— START ARTICLE —
US9127824B2

US9127824B2 - LED lamp

Info

Publication number: US9127824B2
Application number: US13/988,132
Authority: US
Inventors: Fa-Wei Zhang; Tao-Lin Zhu; Zhao-Yong Zheng; Wan-Jiong Lin
Original assignee: Ningbo Self Electronics Co Ltd
Current assignee: Ningbo Self Electronics Co Ltd; Self Electronics USA Corp
Priority date: 2010-11-19
Filing date: 2010-12-23
Publication date: 2015-09-08
Also published as: EP2698578A4; CN102095131B; US20130308319A1; WO2012065285A1; EP2698578A1; CN102095131A

Abstract

A LED lamp includes a number of lenses each of which includes a light emitting surface and a plurality of shades mounted on the light emitting surface. Each of the shades includes a hole whose sectional area in radial direction is equal to that of the light emitting surface. An axial height of the hole follows the formula

H_{φ} = \frac{ϕ_{\max}}{\tan θ_{\max}},

wherein H_φ is the axial height of the hole, φ_maxis a diameter value of the light emitting surface, and θ_maxis an output angle of the lens. Accordingly, a work area of the anti-glare LED lamp can be extend the most thereof since the shades block the stray light of a glare area of the LED lamp and strictly separates the work area from the glare area, and no stray light shot into eye in any areas. Therefore, the anti-glare LED lamp can achieve light distribution as designed without glare under cooperation of the lenses and the shades.

Description

CROSS REFERENCE TO RELATED APPLICATION

This application is a national phase application of and claims the benefits of PCT Application No. PCT/CN/2010/002138, filed on Dec. 23, 2010.

BACKGROUND

1. Technical Field

The disclosure relates to electrical lighting devices, and more particularly to an LED lamp using at least one single-chip or multi-chip light-emitting-diode (“LED”), and a shade module which minimizing glare.

2. Description of the Related Art

For years, people have used traditional incandescent or fluorescence lighting apparatus in order to address their interior lighting concerns. However, such lighting apparatus presents a number of drawbacks. For example, the popular halogen apparatus presents the following drawbacks, such as relatively high power consumption, inefficiency of light dispersion due to the placement of its metal shield in the line sight of the halogen bulb, and its limited effectiveness in preventing glare from the halogen bulb.
— END ARTICLE —
— START DATA ROWS —
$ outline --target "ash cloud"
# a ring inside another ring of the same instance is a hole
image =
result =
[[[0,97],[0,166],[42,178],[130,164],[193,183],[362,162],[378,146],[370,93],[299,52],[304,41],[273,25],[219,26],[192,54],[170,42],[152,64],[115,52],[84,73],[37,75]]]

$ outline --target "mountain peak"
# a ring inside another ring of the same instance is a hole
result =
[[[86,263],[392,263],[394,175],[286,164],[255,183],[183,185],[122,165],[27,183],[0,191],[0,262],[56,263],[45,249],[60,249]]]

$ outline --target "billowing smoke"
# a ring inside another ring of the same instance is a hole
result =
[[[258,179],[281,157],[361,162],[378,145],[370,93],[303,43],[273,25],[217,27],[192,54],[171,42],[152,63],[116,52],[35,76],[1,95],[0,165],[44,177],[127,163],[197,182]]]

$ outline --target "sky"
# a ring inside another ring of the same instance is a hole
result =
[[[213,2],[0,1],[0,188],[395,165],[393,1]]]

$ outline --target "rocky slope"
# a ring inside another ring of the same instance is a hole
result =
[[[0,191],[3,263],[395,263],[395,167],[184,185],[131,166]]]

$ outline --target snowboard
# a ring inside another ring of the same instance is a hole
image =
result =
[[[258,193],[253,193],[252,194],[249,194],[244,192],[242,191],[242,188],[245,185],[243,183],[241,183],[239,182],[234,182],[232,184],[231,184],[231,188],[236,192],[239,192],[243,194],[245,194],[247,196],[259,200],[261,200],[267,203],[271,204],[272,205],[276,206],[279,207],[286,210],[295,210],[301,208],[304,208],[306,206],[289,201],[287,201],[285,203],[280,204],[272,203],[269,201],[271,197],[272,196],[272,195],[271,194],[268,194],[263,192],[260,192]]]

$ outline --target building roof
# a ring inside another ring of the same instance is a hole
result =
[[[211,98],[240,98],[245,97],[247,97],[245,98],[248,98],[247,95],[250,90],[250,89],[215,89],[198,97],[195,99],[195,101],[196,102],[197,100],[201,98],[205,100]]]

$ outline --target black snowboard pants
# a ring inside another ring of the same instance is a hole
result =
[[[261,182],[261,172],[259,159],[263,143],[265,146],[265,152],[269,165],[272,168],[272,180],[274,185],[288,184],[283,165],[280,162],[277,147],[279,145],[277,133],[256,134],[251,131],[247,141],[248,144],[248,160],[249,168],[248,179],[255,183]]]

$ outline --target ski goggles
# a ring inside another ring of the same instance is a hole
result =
— END DATA ROWS —
- WHAT IS ASKED
(a) Who is the original assignee of the LED lamp patent?
(b) Reproduce the passage of the LED lamp patent between "wherein H_φ is" and "Dec. 23, 2010.", inclusive.
The entries have no connection to the LED lamp patent.

- SOLUTIONS TO EACH TASK
(a) Ningbo Self Electronics Co Ltd

(b)
wherein H_φ is the axial height of the hole, φ_maxis a diameter value of the light emitting surface, and θ_maxis an output angle of the lens. Accordingly, a work area of the anti-glare LED lamp can be extend the most thereof since the shades block the stray light of a glare area of the LED lamp and strictly separates the work area from the glare area, and no stray light shot into eye in any areas. Therefore, the anti-glare LED lamp can achieve light distribution as designed without glare under cooperation of the lenses and the shades.

Description

CROSS REFERENCE TO RELATED APPLICATION

This application is a national phase application of and claims the benefits of PCT Application No. PCT/CN/2010/002138, filed on Dec. 23, 2010.